設問:
1. 桜井哲夫の本を紹介する文章について、次の問いに答えよ。
(a) 筆者が大学で入った学部はどこか。
(b) 手がかりとして敷衍される中井久夫の論攷の題名は何か。
(c) 患者たちの行動は次第に何を幾つか生み出すようになるとされているか。
2. 桜井哲夫の本を紹介する文章のうち、「この言葉は、もはや、ボク自身の言葉のように思ってしまっている。」から「視点を私たちに提供している。」までのすべてを、一字も変えずに書き写せ。
3. 桜井哲夫の本を紹介する文章を、最後の文の後から書き進めよ。

本文:
============================================================
こころとからだがかたちんば

YMOエイジに愛を込めて。

桜井哲夫 「新しい”棲み方”のために」'84

2011-01-15 13:00:00 | 詩、セリフ・・・そして、コトバ


私は大学で経済学部に入りながらも、経済には一切興味が無かった。

元々、絵かきの道を進みたかったが、親の「おまえ、そんなもんでメシが喰えると思ってんのかぁ」に完全拒絶され、親に抵抗できない情け無い自分が居た。

だから2年も素浪人し・さ迷い歩いた。

大学では、絵ばかり描いていた。

しかし、不思議と興味あった労働法・祭と現代社会・社会学だけは、前向きに授業を聞いた。
そこで出会ったのが社会学の桜井哲夫先生だった。

先生の授業用にも使われた本「近代の意味~制度としての学校・工場~」は、今でもアンダーラインを引かれ、くたくたになりながらも、ボクの本棚にある。



その本の「ある箇所」の文章が自分のカラダにズシンと来、折あるごとに、読み返す。

以下の文章は私が生きる上で、迷路に入ってしまったとき、リセットして「超えていく」【=SURVIVE】ことへの認識の原点に立ち返らせる。

エイリアンであることを知ってしまった者への言葉。

この言葉は、もはや、ボク自身の言葉のように思ってしまっている。

******************

・・・・さて、他人とのコミュニケーションを次第に失い、激烈な競争原理のなかに置かれた私たちは、ともすれば、集団的な陶酔のなかに誘惑されやすくなっている。

このような危険をはらむ社会のなかで、社会の強制する論理と戦いつつ、逃げながらも「狂気」に至らないためには、どのような道が可能なのであろうか?

その手がかりとして、中井久夫の論攷「世に棲む患者」を敷衍しつつ、社会の強制する論理からの脱出(エクソダス)の道を考えていくことにしたい。

勿論、本論攷は、分裂病患者の退院後の社会復帰について書かれたものである。

にもかかわらず、ここでは少数者が少数者として、決して多数者に同化せずに生きていく道を示唆する視点を私たちに提供している。

その道はまた、私たちにとって不可欠なテリトリーの行動にもかかわらず、普段は労働や教育を中心とする社会のなかで見失われてしまっている空間行動にほかならない。

皮肉なことにも、私たちにとって生きられるテリトリー的な空間行動は、分裂病患者のように非日常的な現実を介して透視されてくるのである。



ところで、中井は、退院後の患者たちが思いも寄らない行動をとり、独特の人間関係を作り出していることに気づいた。

つまり彼らのうち、ある者は、ビア・バーの常連になったり、またある者は、ある決まった映画館に行ったり、さらに決まったときに海を見るために列車に乗って出かけたりする者もいるという具合に・・・・人に知られぬ場をもっている。

そうした場では、彼らは名前も知られないまま、その存在が許容されている。
何年も言葉を交わしたビア・バーの常連もお互いの名前や職業を知ることもないままである。

そして、こうした行動は次第に「橋頭堡=前進基地」を幾つか生み出すようになる。

行きつけの喫茶店から囲碁会所、パチンコ、コンサートといった具合に、オリヅルランが根を張っていくのにも似ており、また仔ウサギが巣から徐々に行動圏を拡大するのにも似ている。
============================================================
データ一覧:
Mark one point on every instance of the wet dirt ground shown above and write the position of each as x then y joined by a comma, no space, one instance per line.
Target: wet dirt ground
============================================================
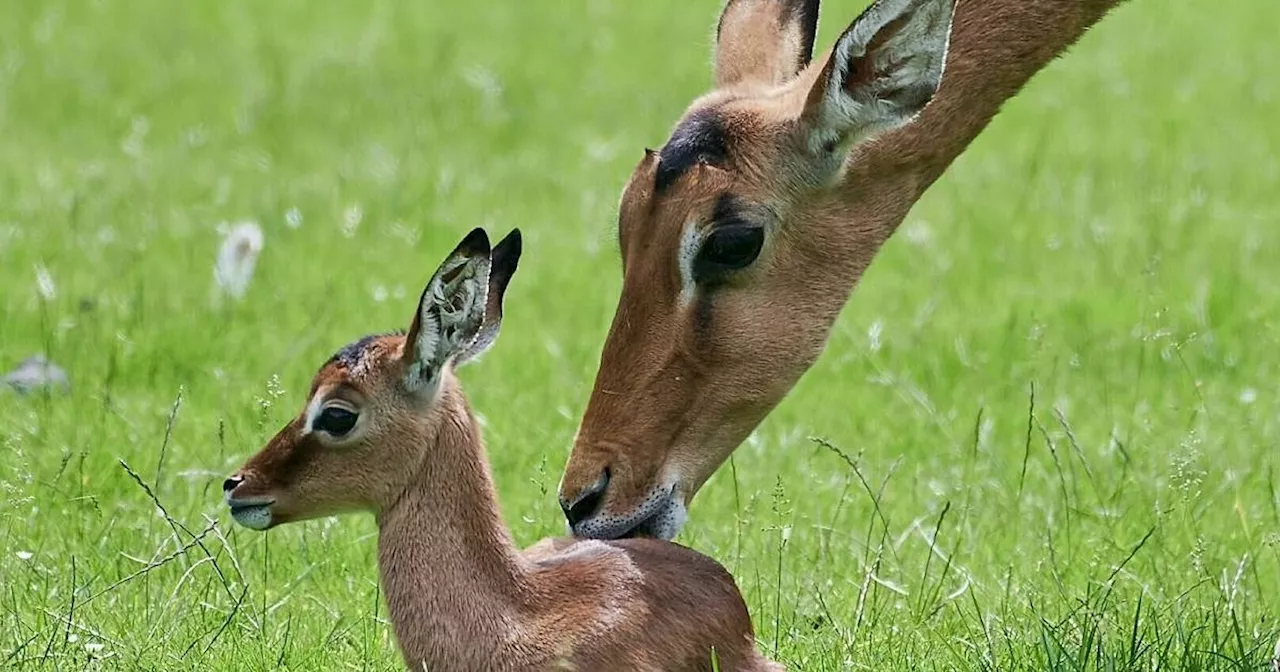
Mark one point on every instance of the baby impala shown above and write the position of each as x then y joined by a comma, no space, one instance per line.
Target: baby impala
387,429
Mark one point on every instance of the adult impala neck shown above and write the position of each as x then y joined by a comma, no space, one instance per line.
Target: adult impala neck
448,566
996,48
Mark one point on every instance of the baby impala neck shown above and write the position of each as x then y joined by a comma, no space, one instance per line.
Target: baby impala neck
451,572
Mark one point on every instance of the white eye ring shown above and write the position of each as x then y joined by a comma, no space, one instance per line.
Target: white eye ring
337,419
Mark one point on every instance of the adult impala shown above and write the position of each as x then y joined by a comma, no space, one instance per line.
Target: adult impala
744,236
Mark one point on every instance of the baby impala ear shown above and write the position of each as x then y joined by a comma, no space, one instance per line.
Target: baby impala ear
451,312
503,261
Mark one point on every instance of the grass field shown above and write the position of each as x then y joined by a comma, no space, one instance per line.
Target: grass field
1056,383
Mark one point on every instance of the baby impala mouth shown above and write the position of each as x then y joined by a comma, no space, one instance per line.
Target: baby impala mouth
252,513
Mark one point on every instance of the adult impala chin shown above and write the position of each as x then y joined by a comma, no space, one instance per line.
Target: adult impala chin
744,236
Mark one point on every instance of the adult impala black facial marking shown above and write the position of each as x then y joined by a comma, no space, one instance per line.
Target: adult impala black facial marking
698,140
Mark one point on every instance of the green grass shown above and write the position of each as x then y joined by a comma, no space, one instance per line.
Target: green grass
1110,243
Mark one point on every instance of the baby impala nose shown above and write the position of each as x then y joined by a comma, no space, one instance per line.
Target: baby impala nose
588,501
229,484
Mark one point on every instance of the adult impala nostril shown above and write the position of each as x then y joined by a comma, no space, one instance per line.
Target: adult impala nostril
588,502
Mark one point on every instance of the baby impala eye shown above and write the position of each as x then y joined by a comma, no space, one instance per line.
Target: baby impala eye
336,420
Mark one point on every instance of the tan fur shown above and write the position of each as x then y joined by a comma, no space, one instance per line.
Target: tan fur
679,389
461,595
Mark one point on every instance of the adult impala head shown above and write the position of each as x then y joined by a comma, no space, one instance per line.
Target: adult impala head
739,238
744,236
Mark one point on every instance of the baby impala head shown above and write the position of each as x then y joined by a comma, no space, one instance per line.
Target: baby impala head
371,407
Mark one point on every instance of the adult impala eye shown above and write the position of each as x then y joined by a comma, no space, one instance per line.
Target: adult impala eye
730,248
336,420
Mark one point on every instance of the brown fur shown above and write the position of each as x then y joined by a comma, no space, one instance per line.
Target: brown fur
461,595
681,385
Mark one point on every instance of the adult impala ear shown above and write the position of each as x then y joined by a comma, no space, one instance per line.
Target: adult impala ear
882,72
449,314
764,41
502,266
============================================================
解答:
1.
(a) 経済学部
(b) 「世に棲む患者」
(c) 「橋頭堡=前進基地」

2.
この言葉は、もはや、ボク自身の言葉のように思ってしまっている。

******************

・・・・さて、他人とのコミュニケーションを次第に失い、激烈な競争原理のなかに置かれた私たちは、ともすれば、集団的な陶酔のなかに誘惑されやすくなっている。

このような危険をはらむ社会のなかで、社会の強制する論理と戦いつつ、逃げながらも「狂気」に至らないためには、どのような道が可能なのであろうか?

その手がかりとして、中井久夫の論攷「世に棲む患者」を敷衍しつつ、社会の強制する論理からの脱出(エクソダス)の道を考えていくことにしたい。

勿論、本論攷は、分裂病患者の退院後の社会復帰について書かれたものである。

にもかかわらず、ここでは少数者が少数者として、決して多数者に同化せずに生きていく道を示唆する視点を私たちに提供している。

3.
中井は、通常の組織に生きる人々が、職業中心の同心円(ヤマノイモ型)構造に生きているのに対して、オリヅルラン型の行動様式のなかに少数者が少数者として独自に生きていく道を見出している。



そのことに関連して、さらに彼は、自分の団地生活の経験について語っている。

第1期の団地生活のリーダーたちは有能な弁護士・会計士などで、彼らは 4・5年で団地を去って一戸建てに移る。
第2期は,組織(政治,宗教)に属する人々が活躍した。

そして静かになった第3期は、労働に対する価値観の違う人々が現れてきたのである。

仕事に関して有能であっても、仕事は“仮の姿”・“払わなければならない税金”として受け定め、自分の独特の世界(鉄道趣味・UFO研究・書籍収集)をもつ人々がこの時点で姿を現してきたという。

つまり、競争に駆り立てられ、「しっと」や「ねたみ」に駆り立てられるこの群衆社会のなかで、群れに同調せずに生きていく「棲み方」を私たちは自分で見つけていかなければならない。



それは職場集団から離れた「橋頭堡」を次々に作っていくことなのであり、この発想は
G.ドゥルーズ=F.ガタリのいう「リゾーム(地下茎)」とも通じている。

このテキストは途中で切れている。